Text for analysis:

In which context Brown-ish talk in Brussels of coordinated responses and a globalised revamp of the post-1945 regulatory architecture of international finance is fine and dandy.
But national governments still call most of the crucial shots and they act under pressures - often conflicting - from domestic voters, business and banking. So yesterday's FT warned "Brown's £37bn rescue: did it go too far?" on one page and "Business warns of bail-out loopholes" (banks could pull wool over eyes) on the next.
Back to Brown. My correspondent thinks this week's favourable publicity - after a year of abuse - may have gone to his head; hence the "mad" jibe. Well, he would be only human if it did, though unwise.
Ian Traynor's dramatic description of the EU summit hero in today's Guardian stresses that he adopted a self-deprecatory tone. But the miracle was that he turned up early - or even at all - for a summit. Who can forget the Lisbon treaty signing fiasco?
As chancellor, Brown was notorious for arriving late and leaving as soon as he decently could, lecturing EU colleagues in briefings back in London, but not hanging around to schmooze or persuade in the corridors of Brussels.
So EU leaders may be grateful for his plan - provided it works, which remains uncertain until markets rally more convincingly and banks reopen for business. But they will not forget the past. And some accounts today say that Nicolas Sarkozy, the current EU president, managed to avoid all mention of the Brown plan when putting forward his own ideas for a "new form of capitalism".
It's intriguing, but unsurprising, to note in passing how marginal Brussels has been in the crisis. The European Central Bank in Frankfurt is a big player - bigger than the Bank of England - though notoriously cautious in a German sort of way.
But national governments still matter much more, whatever diehard Eurosceptics have kept saying to frighten us. Yet one significant qualifier to that claim is tucked away in the Guardian's lead story this morning, one that I haven't yet spotted elsewhere.
The paper reports that the dividend ban was one of 10 conditions that the EU competition commissioner, Neelie Kroes, insisted upon before nodding the UK bail-out through under EU competition rules. The Treasury was said to have argued that the punitive 12% interest rate on the taxpayers' largesse was incentive enough to pay it back fast.
Yet this is precisely the point on which the three nationalised banks are now protesting. That might get a lot of people mad, so it's one to watch.
As is Brown's political health. That recovery since the plan went viral must have been welcome to No 10; "He's got his dignity back," as one former cabinet ally told me, before adding: "but will it last?"
Good question. Some MPs I talk to think that when the dust is more settled GB should do what they wanted him to do before the latest crisis: use his expertise in international finance and the boost to his prestige to accept an international job.
Building the new regulatory architecture he has been talking about in recent speeches, for example. I don't believe this will happen, but the "quit while you're ahead" scenario is not completely daft.
Whenever Brown got really cross waiting for Tony Blair to pack his bags he would brief that he was thinking of taking the top job at the IMF. It is normally reserved for a European (will that now change too?) and currently held by Dominique Strauss-Kahn, the former French socialist finance minister.
But it would mean schmoozing with foreigners quite a lot and I can't see him doing that. But if he plunges again as the real economy tanks then the options I have persistently dismissed (which Labour minister would do better?) may float back to the surface.
As William Hague said at PMQs yesterday, that much-repeated Brown mantra - "No more boom and bust" - is one of those hostages to fortune he will find it hard to talk himself out of in darker days.

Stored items
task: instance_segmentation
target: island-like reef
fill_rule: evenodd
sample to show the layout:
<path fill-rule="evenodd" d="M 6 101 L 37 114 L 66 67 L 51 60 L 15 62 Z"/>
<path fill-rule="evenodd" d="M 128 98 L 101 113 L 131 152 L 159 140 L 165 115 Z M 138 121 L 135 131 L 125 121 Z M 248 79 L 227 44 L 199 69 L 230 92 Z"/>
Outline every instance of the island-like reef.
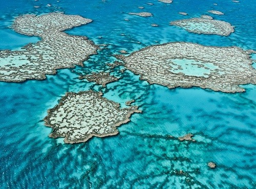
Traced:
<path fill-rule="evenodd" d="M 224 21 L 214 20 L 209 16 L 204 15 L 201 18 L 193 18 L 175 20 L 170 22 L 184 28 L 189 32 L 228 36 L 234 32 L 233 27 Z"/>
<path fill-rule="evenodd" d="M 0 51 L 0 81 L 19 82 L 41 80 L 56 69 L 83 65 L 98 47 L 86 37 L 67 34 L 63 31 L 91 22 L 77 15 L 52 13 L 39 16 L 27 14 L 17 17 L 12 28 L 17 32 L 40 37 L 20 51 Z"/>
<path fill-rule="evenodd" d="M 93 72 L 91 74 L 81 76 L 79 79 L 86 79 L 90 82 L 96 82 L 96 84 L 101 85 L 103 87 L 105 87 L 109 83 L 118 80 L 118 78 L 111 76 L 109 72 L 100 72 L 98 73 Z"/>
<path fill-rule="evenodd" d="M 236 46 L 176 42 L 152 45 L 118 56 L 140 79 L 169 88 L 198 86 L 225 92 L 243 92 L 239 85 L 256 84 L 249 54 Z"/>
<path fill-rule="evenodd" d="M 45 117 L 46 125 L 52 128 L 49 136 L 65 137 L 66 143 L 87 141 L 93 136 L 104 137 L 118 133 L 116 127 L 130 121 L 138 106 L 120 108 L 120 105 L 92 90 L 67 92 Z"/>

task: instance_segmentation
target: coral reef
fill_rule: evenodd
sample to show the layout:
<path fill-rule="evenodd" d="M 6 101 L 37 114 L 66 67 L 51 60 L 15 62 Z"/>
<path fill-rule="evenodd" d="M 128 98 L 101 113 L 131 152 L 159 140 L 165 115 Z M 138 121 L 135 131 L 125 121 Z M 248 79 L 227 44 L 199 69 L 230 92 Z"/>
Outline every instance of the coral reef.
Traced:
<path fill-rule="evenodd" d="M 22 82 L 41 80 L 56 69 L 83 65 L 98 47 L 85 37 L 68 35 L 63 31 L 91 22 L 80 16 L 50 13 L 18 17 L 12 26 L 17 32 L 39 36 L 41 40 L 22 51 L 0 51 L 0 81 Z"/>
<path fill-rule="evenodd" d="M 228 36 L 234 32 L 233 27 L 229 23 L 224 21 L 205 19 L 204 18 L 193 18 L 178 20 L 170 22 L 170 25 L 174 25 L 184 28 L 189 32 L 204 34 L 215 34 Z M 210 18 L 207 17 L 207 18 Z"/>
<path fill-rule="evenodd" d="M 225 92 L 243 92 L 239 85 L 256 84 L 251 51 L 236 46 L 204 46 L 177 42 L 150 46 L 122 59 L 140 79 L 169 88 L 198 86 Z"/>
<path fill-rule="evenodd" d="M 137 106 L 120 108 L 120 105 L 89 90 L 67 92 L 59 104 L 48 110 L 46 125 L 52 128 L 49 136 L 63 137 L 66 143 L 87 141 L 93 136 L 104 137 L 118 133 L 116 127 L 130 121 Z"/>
---
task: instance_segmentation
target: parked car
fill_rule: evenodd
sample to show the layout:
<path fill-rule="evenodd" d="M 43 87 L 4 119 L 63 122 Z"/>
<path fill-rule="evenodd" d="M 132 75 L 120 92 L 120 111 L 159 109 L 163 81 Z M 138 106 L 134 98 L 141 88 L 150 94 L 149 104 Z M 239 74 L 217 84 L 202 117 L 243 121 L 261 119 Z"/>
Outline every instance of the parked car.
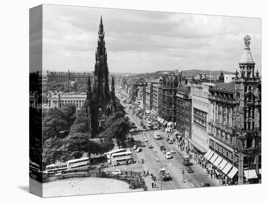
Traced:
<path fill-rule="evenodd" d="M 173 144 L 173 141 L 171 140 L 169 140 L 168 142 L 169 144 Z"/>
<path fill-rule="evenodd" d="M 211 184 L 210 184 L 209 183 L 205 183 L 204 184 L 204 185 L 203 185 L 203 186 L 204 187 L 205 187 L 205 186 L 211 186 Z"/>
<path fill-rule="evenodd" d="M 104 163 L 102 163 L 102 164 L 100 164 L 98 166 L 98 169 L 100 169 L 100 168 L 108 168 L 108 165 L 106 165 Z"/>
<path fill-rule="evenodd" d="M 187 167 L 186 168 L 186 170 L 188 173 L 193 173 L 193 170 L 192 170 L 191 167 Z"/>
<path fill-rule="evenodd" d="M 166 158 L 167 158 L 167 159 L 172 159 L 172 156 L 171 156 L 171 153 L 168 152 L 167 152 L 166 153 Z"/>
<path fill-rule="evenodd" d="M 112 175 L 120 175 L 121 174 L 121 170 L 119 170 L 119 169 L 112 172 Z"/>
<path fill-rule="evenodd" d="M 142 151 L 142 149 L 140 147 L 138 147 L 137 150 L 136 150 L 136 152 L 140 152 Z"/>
---
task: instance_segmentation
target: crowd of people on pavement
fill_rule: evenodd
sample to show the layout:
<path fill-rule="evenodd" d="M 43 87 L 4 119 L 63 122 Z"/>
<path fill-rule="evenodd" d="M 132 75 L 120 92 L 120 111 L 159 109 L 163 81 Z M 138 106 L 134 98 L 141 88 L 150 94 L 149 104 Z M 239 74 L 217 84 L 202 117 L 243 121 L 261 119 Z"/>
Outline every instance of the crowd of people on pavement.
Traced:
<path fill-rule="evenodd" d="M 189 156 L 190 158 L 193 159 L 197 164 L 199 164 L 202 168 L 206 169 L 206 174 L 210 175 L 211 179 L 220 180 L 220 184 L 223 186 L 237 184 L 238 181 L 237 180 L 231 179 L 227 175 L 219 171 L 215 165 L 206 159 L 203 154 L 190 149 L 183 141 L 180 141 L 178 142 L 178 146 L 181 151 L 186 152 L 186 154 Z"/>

Task objective: Return the stretch of the column on Brown and the EU summit from "Good question. Some" through "socialist finance minister.", word for word. These items come from a separate source.

Task result:
Good question. Some MPs I talk to think that when the dust is more settled GB should do what they wanted him to do before the latest crisis: use his expertise in international finance and the boost to his prestige to accept an international job.
Building the new regulatory architecture he has been talking about in recent speeches, for example. I don't believe this will happen, but the "quit while you're ahead" scenario is not completely daft.
Whenever Brown got really cross waiting for Tony Blair to pack his bags he would brief that he was thinking of taking the top job at the IMF. It is normally reserved for a European (will that now change too?) and currently held by Dominique Strauss-Kahn, the former French socialist finance minister.